* _EXCERPT PROVIDED_:
Last County Civil War Soldier Memorialized

Bob Knell, the great-grandson of Absalom Riggle, sits in background during the ceremony memorializing the last Civil War soldier from Armstrong County.

On Sunday, June 9, 2019, the John T. Crawford Camp #43, Sons of Union Veterans of the Civil War, conducted a plaque dedication ceremony at the grave site of Armstrong County’s Last Civil War Soldier.

Absalom B. Riggle was honored and recognized as Armstrong County’s Last Survivor of the American Civil War at the Brick Church Cemetery in Burrell Township.

On Sept. 15, 1864 at the age of 18, recognizing his duty to God and Country, Mr. Riggle traveled to Kittanning where he enlisted as a private in Co. C 14th PA Cavalry. He joined Armstrong County’s estimated 3,652 men serving in the Union Armies.

Private Riggle was wounded in the right shoulder during the Battle of Front Royal. According to records, he laid on the field for many hours before being discovered and taken to a field hospital for treatment.
Private Riggle was discharged from the service on Aug. 26, 1865.

* _EXTRACTED DATA_:
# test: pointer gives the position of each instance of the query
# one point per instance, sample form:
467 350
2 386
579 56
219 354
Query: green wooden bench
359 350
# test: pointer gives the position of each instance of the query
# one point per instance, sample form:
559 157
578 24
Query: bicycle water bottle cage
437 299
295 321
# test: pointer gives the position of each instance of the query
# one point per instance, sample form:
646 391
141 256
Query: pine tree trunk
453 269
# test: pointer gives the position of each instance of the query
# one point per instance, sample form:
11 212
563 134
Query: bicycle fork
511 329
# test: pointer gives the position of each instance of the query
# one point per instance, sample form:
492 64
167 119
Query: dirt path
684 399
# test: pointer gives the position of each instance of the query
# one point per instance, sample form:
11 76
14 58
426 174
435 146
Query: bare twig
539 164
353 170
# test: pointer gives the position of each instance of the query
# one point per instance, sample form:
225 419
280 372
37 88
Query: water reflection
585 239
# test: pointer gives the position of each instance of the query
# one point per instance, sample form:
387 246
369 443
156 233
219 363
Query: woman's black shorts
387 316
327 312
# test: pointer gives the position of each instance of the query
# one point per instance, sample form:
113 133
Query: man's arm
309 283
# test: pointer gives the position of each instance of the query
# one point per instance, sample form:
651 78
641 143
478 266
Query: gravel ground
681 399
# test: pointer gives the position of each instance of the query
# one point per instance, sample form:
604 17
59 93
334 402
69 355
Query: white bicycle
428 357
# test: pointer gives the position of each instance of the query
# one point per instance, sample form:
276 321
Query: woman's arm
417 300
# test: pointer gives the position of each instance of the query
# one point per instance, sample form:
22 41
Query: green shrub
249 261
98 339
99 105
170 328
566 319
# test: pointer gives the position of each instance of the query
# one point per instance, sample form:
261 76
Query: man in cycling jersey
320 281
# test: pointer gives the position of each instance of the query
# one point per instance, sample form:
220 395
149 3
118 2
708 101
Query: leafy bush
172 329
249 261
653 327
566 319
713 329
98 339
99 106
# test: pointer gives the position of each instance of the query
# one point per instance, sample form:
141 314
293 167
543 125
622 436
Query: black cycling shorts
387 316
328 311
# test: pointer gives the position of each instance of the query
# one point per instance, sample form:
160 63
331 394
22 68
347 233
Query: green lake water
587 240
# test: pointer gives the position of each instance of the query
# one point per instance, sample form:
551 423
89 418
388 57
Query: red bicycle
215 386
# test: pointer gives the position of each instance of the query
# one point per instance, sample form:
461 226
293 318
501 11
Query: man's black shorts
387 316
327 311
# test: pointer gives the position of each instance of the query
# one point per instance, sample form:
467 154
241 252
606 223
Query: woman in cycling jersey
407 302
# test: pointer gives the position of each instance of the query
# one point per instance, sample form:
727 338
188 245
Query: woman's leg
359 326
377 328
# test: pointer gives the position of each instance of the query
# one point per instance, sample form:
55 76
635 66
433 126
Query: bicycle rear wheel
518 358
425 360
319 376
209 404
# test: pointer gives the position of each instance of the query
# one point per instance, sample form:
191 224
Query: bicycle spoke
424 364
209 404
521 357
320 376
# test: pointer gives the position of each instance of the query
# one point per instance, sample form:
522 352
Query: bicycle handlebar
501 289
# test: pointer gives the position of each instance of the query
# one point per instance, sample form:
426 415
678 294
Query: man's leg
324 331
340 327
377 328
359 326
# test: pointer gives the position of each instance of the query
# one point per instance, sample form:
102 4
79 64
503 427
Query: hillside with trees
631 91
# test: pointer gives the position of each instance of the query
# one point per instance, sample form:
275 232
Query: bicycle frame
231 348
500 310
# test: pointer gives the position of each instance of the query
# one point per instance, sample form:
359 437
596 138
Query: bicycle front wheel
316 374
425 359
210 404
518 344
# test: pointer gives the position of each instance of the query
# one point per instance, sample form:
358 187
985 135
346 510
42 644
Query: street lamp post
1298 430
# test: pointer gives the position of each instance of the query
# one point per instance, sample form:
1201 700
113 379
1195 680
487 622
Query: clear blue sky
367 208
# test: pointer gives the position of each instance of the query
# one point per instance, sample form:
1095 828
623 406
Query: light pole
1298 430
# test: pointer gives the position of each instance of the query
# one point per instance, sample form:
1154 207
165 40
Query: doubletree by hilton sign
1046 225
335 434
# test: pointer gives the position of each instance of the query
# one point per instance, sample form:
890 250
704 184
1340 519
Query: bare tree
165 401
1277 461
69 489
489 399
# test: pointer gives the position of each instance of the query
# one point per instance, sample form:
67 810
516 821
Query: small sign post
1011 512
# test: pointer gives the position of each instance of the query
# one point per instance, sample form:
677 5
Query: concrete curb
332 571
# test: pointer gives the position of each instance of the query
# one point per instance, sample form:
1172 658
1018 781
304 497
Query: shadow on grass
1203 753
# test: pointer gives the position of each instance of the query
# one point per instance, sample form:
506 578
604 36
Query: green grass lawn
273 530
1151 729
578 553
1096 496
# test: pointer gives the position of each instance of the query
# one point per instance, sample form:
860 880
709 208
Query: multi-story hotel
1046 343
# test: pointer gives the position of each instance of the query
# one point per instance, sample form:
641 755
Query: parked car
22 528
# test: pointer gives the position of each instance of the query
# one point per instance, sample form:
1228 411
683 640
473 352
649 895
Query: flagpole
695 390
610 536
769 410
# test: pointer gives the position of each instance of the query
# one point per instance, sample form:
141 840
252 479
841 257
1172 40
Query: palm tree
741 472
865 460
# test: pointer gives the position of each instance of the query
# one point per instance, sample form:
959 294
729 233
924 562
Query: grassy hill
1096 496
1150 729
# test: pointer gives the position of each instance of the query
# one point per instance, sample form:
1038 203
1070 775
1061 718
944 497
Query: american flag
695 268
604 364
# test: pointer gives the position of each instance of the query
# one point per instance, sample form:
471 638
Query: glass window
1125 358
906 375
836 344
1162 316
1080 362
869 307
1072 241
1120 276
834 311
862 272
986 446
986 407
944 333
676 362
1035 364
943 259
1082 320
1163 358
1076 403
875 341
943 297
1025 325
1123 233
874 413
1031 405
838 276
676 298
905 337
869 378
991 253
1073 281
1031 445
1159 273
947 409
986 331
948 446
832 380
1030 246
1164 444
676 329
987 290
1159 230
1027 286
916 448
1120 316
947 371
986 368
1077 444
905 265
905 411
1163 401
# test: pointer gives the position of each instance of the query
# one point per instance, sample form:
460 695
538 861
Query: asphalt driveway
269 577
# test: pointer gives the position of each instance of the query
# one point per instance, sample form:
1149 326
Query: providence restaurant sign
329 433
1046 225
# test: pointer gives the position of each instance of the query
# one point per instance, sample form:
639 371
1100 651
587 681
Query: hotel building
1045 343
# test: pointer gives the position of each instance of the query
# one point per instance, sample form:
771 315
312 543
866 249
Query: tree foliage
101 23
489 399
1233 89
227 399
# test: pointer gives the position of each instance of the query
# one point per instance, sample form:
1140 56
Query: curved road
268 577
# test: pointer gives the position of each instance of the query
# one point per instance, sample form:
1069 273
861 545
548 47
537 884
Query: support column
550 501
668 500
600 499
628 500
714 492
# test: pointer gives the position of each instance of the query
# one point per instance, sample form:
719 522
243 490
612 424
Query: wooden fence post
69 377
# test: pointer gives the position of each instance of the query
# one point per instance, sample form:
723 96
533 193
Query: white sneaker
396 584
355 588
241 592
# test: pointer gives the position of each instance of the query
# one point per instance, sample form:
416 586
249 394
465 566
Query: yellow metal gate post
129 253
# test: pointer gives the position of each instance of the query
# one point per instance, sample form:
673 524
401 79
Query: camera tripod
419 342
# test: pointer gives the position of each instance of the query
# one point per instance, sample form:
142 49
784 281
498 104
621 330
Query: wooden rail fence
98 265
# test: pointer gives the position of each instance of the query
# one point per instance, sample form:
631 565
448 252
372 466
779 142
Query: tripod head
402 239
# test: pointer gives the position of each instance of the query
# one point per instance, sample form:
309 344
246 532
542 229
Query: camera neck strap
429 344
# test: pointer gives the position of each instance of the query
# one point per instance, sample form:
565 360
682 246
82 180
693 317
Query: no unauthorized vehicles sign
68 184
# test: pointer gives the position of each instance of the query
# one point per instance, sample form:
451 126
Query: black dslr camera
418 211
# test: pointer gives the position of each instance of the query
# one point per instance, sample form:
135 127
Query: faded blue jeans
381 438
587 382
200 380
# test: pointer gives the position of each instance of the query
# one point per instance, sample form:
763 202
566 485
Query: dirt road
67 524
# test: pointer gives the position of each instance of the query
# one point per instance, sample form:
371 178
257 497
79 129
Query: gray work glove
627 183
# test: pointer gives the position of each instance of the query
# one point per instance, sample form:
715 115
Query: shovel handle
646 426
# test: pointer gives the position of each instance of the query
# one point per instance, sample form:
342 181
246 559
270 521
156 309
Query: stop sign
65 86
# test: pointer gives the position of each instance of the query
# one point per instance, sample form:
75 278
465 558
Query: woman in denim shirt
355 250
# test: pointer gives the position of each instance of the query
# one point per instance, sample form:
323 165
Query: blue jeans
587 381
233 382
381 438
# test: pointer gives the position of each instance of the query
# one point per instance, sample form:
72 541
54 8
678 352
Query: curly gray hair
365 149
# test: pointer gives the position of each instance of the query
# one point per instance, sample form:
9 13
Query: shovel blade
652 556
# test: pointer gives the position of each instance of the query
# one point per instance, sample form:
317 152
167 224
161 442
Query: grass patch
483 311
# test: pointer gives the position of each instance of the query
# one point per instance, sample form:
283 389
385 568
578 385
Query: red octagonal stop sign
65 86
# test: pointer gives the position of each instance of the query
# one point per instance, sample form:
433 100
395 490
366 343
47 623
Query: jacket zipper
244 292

* _WORK ITEM_:
Duplicate the stretch of the Absalom Riggle memorial article above from "Bob Knell, the" through "from Armstrong County.", word for word.

* _TASK ANSWER_:
Bob Knell, the great-grandson of Absalom Riggle, sits in background during the ceremony memorializing the last Civil War soldier from Armstrong County.